- **WHAT YOU ARE ASKED TO DO**
Render every line of the listing below as a numbered list, skipping any blank lines.

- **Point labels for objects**

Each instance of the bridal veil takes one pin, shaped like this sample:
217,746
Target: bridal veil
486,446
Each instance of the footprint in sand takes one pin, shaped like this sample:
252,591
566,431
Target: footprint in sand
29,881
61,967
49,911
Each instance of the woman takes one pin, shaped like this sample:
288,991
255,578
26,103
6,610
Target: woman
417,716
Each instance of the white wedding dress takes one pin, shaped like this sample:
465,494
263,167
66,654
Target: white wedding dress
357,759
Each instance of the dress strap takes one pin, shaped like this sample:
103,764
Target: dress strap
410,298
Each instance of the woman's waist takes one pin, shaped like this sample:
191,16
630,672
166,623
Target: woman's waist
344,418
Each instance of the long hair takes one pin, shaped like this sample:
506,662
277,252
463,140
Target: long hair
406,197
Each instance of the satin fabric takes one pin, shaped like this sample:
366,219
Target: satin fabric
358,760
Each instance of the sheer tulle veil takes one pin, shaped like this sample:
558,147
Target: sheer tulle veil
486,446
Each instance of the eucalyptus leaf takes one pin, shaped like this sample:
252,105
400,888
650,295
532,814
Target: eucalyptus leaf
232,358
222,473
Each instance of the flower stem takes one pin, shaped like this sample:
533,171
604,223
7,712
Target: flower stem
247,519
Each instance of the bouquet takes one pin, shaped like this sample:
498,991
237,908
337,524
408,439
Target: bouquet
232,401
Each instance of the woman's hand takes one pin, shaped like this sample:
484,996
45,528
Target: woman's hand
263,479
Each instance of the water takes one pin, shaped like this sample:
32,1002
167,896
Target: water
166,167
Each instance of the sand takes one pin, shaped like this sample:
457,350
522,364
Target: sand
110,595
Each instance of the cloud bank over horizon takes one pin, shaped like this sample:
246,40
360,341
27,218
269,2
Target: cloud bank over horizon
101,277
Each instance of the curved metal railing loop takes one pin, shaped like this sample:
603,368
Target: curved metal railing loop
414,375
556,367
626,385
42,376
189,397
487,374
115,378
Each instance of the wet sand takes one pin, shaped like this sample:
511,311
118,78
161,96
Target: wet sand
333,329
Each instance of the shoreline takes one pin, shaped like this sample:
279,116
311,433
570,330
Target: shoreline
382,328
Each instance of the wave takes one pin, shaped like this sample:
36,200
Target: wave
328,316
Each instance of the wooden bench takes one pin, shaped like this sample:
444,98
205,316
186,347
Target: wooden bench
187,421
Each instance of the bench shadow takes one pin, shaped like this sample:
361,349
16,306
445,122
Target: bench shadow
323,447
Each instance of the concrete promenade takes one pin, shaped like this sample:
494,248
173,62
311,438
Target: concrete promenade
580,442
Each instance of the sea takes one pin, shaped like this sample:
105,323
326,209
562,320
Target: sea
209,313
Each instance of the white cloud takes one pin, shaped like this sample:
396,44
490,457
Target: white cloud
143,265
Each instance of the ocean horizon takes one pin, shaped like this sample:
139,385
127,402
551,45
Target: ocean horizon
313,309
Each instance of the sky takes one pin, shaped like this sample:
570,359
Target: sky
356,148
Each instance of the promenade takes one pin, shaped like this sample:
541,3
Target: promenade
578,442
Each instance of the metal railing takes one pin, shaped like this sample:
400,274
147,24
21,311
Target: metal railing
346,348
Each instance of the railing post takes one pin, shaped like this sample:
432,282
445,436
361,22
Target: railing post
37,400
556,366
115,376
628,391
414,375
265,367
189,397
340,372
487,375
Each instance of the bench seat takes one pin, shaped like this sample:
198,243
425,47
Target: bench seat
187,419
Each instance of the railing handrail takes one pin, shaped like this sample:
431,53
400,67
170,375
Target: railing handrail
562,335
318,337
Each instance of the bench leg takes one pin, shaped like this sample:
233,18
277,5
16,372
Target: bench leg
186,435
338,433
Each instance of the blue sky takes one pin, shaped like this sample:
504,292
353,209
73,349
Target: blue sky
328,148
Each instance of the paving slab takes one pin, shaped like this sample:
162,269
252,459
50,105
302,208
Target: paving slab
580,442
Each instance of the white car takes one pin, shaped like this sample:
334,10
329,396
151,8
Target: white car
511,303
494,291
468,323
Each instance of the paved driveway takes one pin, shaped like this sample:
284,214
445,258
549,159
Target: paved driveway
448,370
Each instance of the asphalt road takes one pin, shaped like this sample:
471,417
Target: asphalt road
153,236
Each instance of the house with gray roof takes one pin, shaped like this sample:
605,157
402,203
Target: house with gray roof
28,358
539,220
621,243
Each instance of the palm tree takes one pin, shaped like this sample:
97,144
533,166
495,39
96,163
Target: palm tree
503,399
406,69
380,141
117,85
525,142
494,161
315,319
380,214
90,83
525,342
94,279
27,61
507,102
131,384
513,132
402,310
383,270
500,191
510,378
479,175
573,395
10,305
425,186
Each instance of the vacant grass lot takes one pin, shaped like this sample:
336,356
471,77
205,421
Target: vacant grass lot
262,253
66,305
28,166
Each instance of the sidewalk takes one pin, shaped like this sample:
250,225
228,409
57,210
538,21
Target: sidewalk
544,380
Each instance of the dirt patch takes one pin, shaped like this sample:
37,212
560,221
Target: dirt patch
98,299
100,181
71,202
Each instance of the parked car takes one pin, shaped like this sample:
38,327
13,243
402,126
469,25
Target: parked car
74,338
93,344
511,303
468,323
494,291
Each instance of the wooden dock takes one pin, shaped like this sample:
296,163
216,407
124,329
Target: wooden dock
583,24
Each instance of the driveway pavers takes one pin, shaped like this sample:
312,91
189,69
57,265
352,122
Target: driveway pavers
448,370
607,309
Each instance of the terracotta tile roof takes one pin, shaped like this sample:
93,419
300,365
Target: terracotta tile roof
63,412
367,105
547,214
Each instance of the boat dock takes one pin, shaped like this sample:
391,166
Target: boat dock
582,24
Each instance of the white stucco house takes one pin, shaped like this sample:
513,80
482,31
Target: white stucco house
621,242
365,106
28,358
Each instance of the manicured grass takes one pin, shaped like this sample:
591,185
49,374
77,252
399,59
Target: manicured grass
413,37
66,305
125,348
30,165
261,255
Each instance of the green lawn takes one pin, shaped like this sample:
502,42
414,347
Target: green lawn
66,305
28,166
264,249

- **TASK ANSWER**
1. Each instance of the bridal veil takes one pin, shaped like this sample:
2. 217,746
3. Target: bridal veil
4. 486,446
5. Each instance of the footprint in sand takes one pin, shaped like this sample:
6. 252,591
7. 566,431
8. Target: footprint in sand
9. 29,881
10. 61,967
11. 49,911
12. Each instance of the woman takes one pin, shaped like this sample:
13. 288,991
14. 255,578
15. 26,103
16. 6,610
17. Target: woman
18. 417,716
19. Each instance of the white wedding dress takes one pin, shaped like this sample:
20. 465,494
21. 263,167
22. 66,654
23. Target: white wedding dress
24. 357,759
25. Each instance of the dress strap takes one pin, shaped like this sample:
26. 103,764
27. Target: dress strap
28. 410,298
29. Each instance of the woman's waist takes one pin, shaped like this sample:
30. 191,16
31. 630,672
32. 166,623
33. Target: woman's waist
34. 344,418
35. Each instance of the long hair takes one pin, shaped like this sample:
36. 506,662
37. 277,252
38. 463,140
39. Target: long hair
40. 406,197
41. Each instance of the satin fabric takes one pin, shaped like this sample:
42. 366,219
43. Target: satin fabric
44. 358,760
45. Each instance of the sheer tulle veil takes one pin, shaped like this sample:
46. 558,147
47. Target: sheer tulle veil
48. 486,446
49. Each instance of the eucalyptus leaf takes one pin, shaped like this sample:
50. 252,105
51. 400,888
52. 650,295
53. 532,814
54. Target: eucalyptus leaf
55. 232,358
56. 222,473
57. Each instance of the flower stem takes one pin, shaped like this sample:
58. 533,171
59. 604,223
60. 7,712
61. Target: flower stem
62. 247,519
63. Each instance of the bouquet takes one pin, shaped like this sample:
64. 498,991
65. 237,908
66. 337,524
67. 408,439
68. Target: bouquet
69. 232,401
70. Each instance of the woman's hand takes one pin, shaped like this sample:
71. 484,996
72. 45,528
73. Target: woman's hand
74. 263,479
75. Each instance of the water takes one pin, shaped like this sample:
76. 32,1002
77. 167,896
78. Target: water
79. 166,167
80. Each instance of the sand takes one pin, shaped like this sample:
81. 457,350
82. 522,364
83. Target: sand
84. 110,595
85. Each instance of the cloud bank over horizon takes one pin, shaped like this sample:
86. 246,40
87. 360,341
88. 27,218
89. 269,2
90. Target: cloud bank over horizon
91. 101,277
92. Each instance of the curved metal railing loop takes one pin, shaped like this sample:
93. 603,368
94. Target: curved metal railing loop
95. 414,375
96. 556,367
97. 626,385
98. 42,376
99. 189,397
100. 487,374
101. 115,378
102. Each instance of the wet sand takes one pin, shaped like this sample:
103. 511,311
104. 118,78
105. 161,96
106. Target: wet sand
107. 333,329
108. Each instance of the shoreline takes one pin, shaped like this sample:
109. 279,116
110. 311,433
111. 570,330
112. Target: shoreline
113. 382,328
114. Each instance of the wave takes one pin, shaped like this sample:
115. 36,200
116. Target: wave
117. 328,316
118. Each instance of the wooden bench takes one pin, shaped like this sample:
119. 444,98
120. 205,316
121. 186,347
122. Target: wooden bench
123. 187,421
124. Each instance of the bench shadow takes one pin, shaped like this sample:
125. 361,349
126. 16,306
127. 445,122
128. Target: bench shadow
129. 323,447
130. Each instance of the concrete promenade takes one pin, shaped like this sample:
131. 494,248
132. 173,62
133. 311,438
134. Target: concrete promenade
135. 580,442
136. Each instance of the sea takes one pin, shaped like this sample:
137. 105,323
138. 326,209
139. 562,320
140. Target: sea
141. 209,313
142. Each instance of the white cloud takes one pin, shaped like this sample:
143. 396,44
144. 490,457
145. Target: white cloud
146. 143,265
147. Each instance of the ocean horizon takes one pin, shaped like this sample:
148. 139,385
149. 127,402
150. 551,45
151. Target: ocean horizon
152. 313,309
153. Each instance of the sky takes one pin, shaped like this sample:
154. 570,359
155. Target: sky
156. 356,148
157. Each instance of the promenade takes one pin, shaped like this sample:
158. 541,3
159. Target: promenade
160. 578,442
161. Each instance of the metal railing takes one pin, shaped like this sample:
162. 400,274
163. 147,24
164. 21,311
165. Target: metal railing
166. 346,348
167. Each instance of the railing post takes one pin, shaped like this sample:
168. 432,282
169. 445,436
170. 361,22
171. Target: railing post
172. 37,400
173. 556,366
174. 115,376
175. 628,391
176. 414,375
177. 265,367
178. 189,397
179. 340,372
180. 487,375
181. Each instance of the bench seat takes one pin, shaped like this sample:
182. 198,243
183. 425,47
184. Target: bench seat
185. 187,419
186. Each instance of the railing handrail takes one pin, shaped like this sample:
187. 431,53
188. 400,67
189. 170,375
190. Target: railing handrail
191. 562,335
192. 318,337
193. Each instance of the bench leg takes one pin, shaped like this sample:
194. 233,18
195. 277,5
196. 16,372
197. Target: bench leg
198. 186,435
199. 338,433
200. Each instance of the blue sky takes one pin, shaped like this sample:
201. 504,292
202. 353,209
203. 73,349
204. Target: blue sky
205. 328,148
206. Each instance of the paving slab takes one pin, shaped like this sample:
207. 162,269
208. 252,459
209. 50,105
210. 302,208
211. Target: paving slab
212. 580,442
213. Each instance of the white car takes one pin, shaped like this sample:
214. 334,10
215. 329,396
216. 151,8
217. Target: white car
218. 511,303
219. 494,291
220. 468,323
221. Each instance of the paved driveway takes one pin, shaped like this sample:
222. 284,214
223. 445,258
224. 549,159
225. Target: paved driveway
226. 448,370
227. Each instance of the asphalt road takes one pin, shaped like this sample:
228. 471,417
229. Target: asphalt road
230. 153,236
231. Each instance of the house with gray roof takes one pin, shaped like this sample:
232. 605,157
233. 402,203
234. Target: house with gray roof
235. 28,358
236. 539,220
237. 621,243
238. Each instance of the palm tree takes one pin, shaped like this sample:
239. 97,144
240. 533,166
241. 495,39
242. 96,163
243. Target: palm tree
244. 503,399
245. 406,69
246. 380,141
247. 117,85
248. 525,142
249. 494,161
250. 315,319
251. 380,214
252. 90,83
253. 525,342
254. 94,279
255. 27,61
256. 507,102
257. 131,384
258. 513,132
259. 402,310
260. 383,270
261. 500,191
262. 510,378
263. 479,175
264. 573,395
265. 10,305
266. 425,186
267. Each instance of the vacant grass lot takes one pin, shaped like this sample:
268. 336,356
269. 471,77
270. 205,421
271. Target: vacant grass lot
272. 262,253
273. 66,305
274. 28,166
275. Each instance of the sidewalk takes one pin, shaped like this sample:
276. 250,225
277. 228,409
278. 57,210
279. 538,21
280. Target: sidewalk
281. 544,380
282. Each instance of the dirt patch takes one pin, shaped like this sample:
283. 37,212
284. 560,221
285. Target: dirt patch
286. 98,299
287. 100,181
288. 71,202
289. Each instance of the parked car takes one pin, shaped like this sample:
290. 38,327
291. 13,243
292. 402,126
293. 469,25
294. Target: parked car
295. 74,338
296. 93,344
297. 511,303
298. 468,323
299. 494,291
300. Each instance of the wooden dock takes one pin, shaped like this sample:
301. 296,163
302. 216,407
303. 124,329
304. Target: wooden dock
305. 583,24
306. Each instance of the driveway pavers takes one pin, shaped like this sample:
307. 312,91
308. 189,69
309. 57,265
310. 352,122
311. Target: driveway pavers
312. 448,370
313. 607,309
314. Each instance of the terracotta tile roof takes one pin, shaped like this sample:
315. 93,419
316. 300,365
317. Target: terracotta tile roof
318. 63,412
319. 367,105
320. 547,214
321. Each instance of the boat dock takes one pin, shaped like this sample:
322. 391,166
323. Target: boat dock
324. 582,24
325. Each instance of the white stucco house takes one pin, shaped like this sample:
326. 513,80
327. 482,31
328. Target: white stucco house
329. 621,242
330. 365,106
331. 28,358
332. Each instance of the manicured grass takes one pin, shaped like this sample:
333. 591,185
334. 49,374
335. 77,252
336. 399,59
337. Target: manicured grass
338. 413,37
339. 66,305
340. 125,348
341. 30,165
342. 261,255
343. Each instance of the green lawn takes one pin, shaped like this sample:
344. 502,42
345. 414,347
346. Target: green lawn
347. 66,305
348. 28,166
349. 264,249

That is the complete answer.